____ DATA LISTING

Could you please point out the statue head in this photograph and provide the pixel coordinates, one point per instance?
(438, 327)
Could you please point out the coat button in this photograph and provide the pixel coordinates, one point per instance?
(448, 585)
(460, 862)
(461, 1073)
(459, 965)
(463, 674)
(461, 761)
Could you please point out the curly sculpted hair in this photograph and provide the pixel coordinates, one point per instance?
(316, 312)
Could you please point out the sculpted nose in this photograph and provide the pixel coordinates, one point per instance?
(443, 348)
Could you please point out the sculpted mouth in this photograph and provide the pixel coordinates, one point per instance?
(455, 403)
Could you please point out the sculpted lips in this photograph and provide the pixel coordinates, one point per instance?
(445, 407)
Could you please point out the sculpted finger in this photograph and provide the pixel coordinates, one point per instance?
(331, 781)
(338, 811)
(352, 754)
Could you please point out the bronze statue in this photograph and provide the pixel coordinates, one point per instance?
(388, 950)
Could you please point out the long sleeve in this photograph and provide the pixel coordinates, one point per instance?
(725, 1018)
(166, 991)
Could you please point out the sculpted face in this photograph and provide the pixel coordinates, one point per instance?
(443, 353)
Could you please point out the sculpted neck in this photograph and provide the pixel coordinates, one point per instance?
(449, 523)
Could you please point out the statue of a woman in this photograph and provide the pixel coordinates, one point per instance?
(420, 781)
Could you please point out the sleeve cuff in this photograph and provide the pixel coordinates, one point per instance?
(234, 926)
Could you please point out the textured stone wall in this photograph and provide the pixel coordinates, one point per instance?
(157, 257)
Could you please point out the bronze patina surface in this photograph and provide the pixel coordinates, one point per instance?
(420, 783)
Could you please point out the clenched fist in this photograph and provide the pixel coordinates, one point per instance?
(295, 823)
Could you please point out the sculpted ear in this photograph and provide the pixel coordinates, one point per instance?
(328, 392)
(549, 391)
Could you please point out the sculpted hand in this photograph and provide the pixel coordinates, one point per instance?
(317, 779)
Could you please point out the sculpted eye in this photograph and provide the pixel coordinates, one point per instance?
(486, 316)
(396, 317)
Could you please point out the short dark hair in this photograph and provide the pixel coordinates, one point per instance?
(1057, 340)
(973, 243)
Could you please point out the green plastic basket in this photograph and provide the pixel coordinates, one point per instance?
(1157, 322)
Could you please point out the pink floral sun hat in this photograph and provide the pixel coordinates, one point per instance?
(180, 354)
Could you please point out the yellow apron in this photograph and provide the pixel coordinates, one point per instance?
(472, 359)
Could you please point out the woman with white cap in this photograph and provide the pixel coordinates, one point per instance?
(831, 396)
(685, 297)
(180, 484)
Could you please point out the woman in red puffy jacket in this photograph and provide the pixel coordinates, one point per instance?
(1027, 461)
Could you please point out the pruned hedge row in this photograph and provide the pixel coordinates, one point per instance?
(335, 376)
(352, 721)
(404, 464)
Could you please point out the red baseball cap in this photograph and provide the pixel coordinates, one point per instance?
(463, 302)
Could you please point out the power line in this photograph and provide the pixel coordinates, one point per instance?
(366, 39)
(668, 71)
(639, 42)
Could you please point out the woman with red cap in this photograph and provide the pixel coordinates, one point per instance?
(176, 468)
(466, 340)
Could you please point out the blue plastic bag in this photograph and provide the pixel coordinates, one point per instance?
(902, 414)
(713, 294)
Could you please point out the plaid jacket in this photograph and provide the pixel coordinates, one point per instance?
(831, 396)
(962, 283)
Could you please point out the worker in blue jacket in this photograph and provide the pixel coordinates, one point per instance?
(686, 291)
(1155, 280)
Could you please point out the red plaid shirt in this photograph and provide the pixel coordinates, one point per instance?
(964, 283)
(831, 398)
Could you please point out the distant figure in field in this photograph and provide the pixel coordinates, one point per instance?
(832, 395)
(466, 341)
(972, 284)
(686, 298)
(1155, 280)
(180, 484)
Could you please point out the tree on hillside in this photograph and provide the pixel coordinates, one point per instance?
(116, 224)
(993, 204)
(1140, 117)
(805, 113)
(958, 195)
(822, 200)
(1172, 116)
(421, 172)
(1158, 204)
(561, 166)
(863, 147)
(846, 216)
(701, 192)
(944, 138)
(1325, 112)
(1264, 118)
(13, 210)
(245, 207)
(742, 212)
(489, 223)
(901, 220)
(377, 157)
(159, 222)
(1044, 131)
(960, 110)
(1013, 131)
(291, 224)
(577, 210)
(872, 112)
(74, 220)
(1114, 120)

________

Please reproduce all of the entries exactly as they stand.

Could you please point out the statue head in this photograph and provide the pixel coordinates, one point per instance?
(438, 327)
Could you please point out the coat button in this photograph and provide the pixel coordinates, one point per instance?
(448, 585)
(460, 862)
(461, 1073)
(459, 965)
(463, 674)
(461, 761)
Could you please point out the curly sculpted hair in this photograph and provide the pixel coordinates, one point per instance?
(316, 312)
Could you please point out the sculpted nose in this photograph and provide the pixel coordinates, one point per instance?
(443, 348)
Could you please point out the sculpted mouth in this photograph and provide the pixel coordinates, one point per instance?
(455, 403)
Could you please point out the sculpted lips in this photograph and provide the pixel coordinates, one point per instance?
(445, 407)
Could you please point out the sculpted finger in this photograph and provide the pixel coordinates, one point per instance?
(331, 781)
(338, 811)
(352, 754)
Could you please point out the bronze statue in this photograph and provide the pixel coordinates, one point per instance?
(388, 950)
Could you please point out the long sleeve in this photograph and provide the pixel coordinates, one point per instance?
(725, 1018)
(166, 991)
Could you please point out the sculpted face in this photograph and provide the pixel coordinates, one point per instance?
(443, 353)
Could you please point out the sculpted neck in this photograph and provide the pixel coordinates, one point per instance?
(449, 523)
Could you please point out the statue of a woman in this photograph and provide the pixel coordinates, one point per instance?
(420, 781)
Could you please point out the sleeve cuff in this photograph and provide the pixel coordinates, one point per instance?
(234, 926)
Could you please point out the textured stone wall in this photograph and provide the pixel coordinates, one point per instance?
(157, 257)
Could you please point out the bronze patina surface in this photograph and provide the pixel coordinates, one point per instance?
(420, 783)
Could you please point out the clenched fist in this photograph and provide the pixel coordinates, one point per instance?
(295, 823)
Could you please point out the sculpted ear in this photograph and provide the pixel coordinates, one point per instance?
(328, 392)
(549, 391)
Could you please point out the sculpted hand in this photograph and provide the pixel coordinates, one point per instance?
(317, 779)
Could you please point out the sculpted eye in this photograph and provide the pixel coordinates, one point per instance?
(486, 316)
(396, 317)
Could you please point out the short dark hair in this photograph and provide the pixel coordinates, one point per instance?
(1057, 340)
(973, 243)
Could you please point out the green plastic basket in this photograph and provide the pixel coordinates, one point per instance?
(1157, 322)
Could you please point out the pink floral sun hat in this photograph and provide the pixel coordinates, one point per instance?
(180, 354)
Could you please point out the yellow apron in this photograph and provide the pixel coordinates, one point per instance?
(472, 359)
Could you please point out the woman with white cap in this photograph and provide the pixel coordinates, one point per instance?
(831, 396)
(685, 297)
(180, 484)
Could you please point out the woman in red puffy jacket in this photograph and provide the pixel coordinates, one point per instance?
(1027, 461)
Could you please point out the pruned hedge row in this photograph and provide the pixel coordinates, one point per instance?
(335, 376)
(352, 721)
(404, 464)
Could you please point out the red baseball cap in this photograph and provide the pixel coordinates, one point per instance?
(463, 302)
Could you please point out the power line in this photograph and provide the pixel coordinates, one point per instance?
(366, 39)
(668, 71)
(639, 42)
Could you please point out the woman with red cap in this photograph and provide the pixel coordinates, one point per instance?
(176, 468)
(466, 340)
Could you please point out the blue plastic bag in this photograph and provide the pixel coordinates, one point per instance?
(902, 414)
(713, 294)
Could you please point out the plaid jacket in this photograph and provide the pixel coordinates, one point per instance?
(831, 396)
(962, 283)
Could you please point out the worker in blue jacket in this photograph and provide the pixel coordinates, one point per instance?
(686, 291)
(1155, 280)
Could you please point out the red plaid shirt in this photograph and provide the pixel coordinates, one point per instance?
(964, 283)
(831, 398)
Could you please point out the distant figure in field in this photograph and provide the pixel coordinates, one point per instance?
(832, 395)
(466, 341)
(972, 284)
(686, 298)
(1155, 280)
(180, 484)
Could you please point out the tree on hillside in this photograph and provide the pixel coordinates, one point per instance?
(116, 224)
(993, 204)
(1140, 117)
(805, 113)
(958, 195)
(822, 200)
(1172, 116)
(421, 172)
(1158, 204)
(561, 166)
(863, 147)
(846, 216)
(701, 192)
(944, 138)
(1325, 112)
(1264, 118)
(13, 210)
(245, 207)
(742, 212)
(489, 223)
(901, 220)
(377, 157)
(159, 222)
(1044, 131)
(960, 110)
(1013, 131)
(291, 224)
(577, 210)
(872, 112)
(74, 220)
(1114, 120)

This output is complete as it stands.